_Page text_.
On 2014-02-07 21:57:08 +0100, Christophe Gisquet wrote:
> From 87983deb56aa52c2cdcfbf248dd76bccb97d694a Mon Sep 17 00:00:00 2001
> From: Christophe Gisquet <christophe.gisq...@gmail.com>
> Date: Fri, 11 May 2012 11:25:30 +0200
> Subject: [PATCH 02/10] x86: dcadsp: implement int8x8_fmul_int32
> 
> For the callable function (as opposed to the inline one):
>          C  SSE  SSE2  SSE4
> Win32:  47   42   29    26
> Win64:  30   33   25    23
> The SSE version is neither compiled nor set for ARCH_X86_64, as the
> inlinable function takes over.
> ---
>  libavcodec/dcadec.c          |  3 ++
>  libavcodec/dcadsp.c          |  1 +
>  libavcodec/dcadsp.h          |  1 +
>  libavcodec/x86/Makefile      |  2 +
>  libavcodec/x86/dca.h         | 52 +++++++++++++++++++++++++
>  libavcodec/x86/dcadsp.asm    | 90 
> ++++++++++++++++++++++++++++++++++++++++++++
>  libavcodec/x86/dcadsp_init.c | 47 +++++++++++++++++++++++
>  7 files changed, 196 insertions(+)

_Data extract_.
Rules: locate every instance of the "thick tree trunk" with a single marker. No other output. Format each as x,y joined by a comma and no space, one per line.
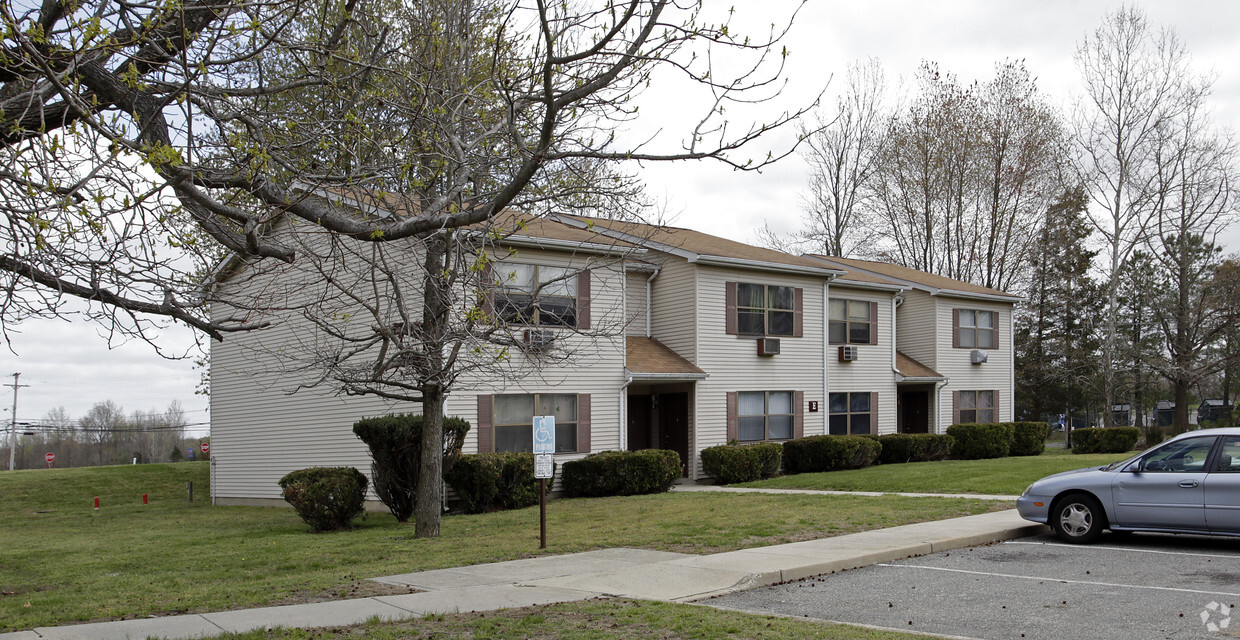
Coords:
437,295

_Your instructions_. Can you reproduce the patch email word for word, from "On 2014-02-07 21:57:08" up to and including "function takes over."?

_The result_.
On 2014-02-07 21:57:08 +0100, Christophe Gisquet wrote:
> From 87983deb56aa52c2cdcfbf248dd76bccb97d694a Mon Sep 17 00:00:00 2001
> From: Christophe Gisquet <christophe.gisq...@gmail.com>
> Date: Fri, 11 May 2012 11:25:30 +0200
> Subject: [PATCH 02/10] x86: dcadsp: implement int8x8_fmul_int32
> 
> For the callable function (as opposed to the inline one):
>          C  SSE  SSE2  SSE4
> Win32:  47   42   29    26
> Win64:  30   33   25    23
> The SSE version is neither compiled nor set for ARCH_X86_64, as the
> inlinable function takes over.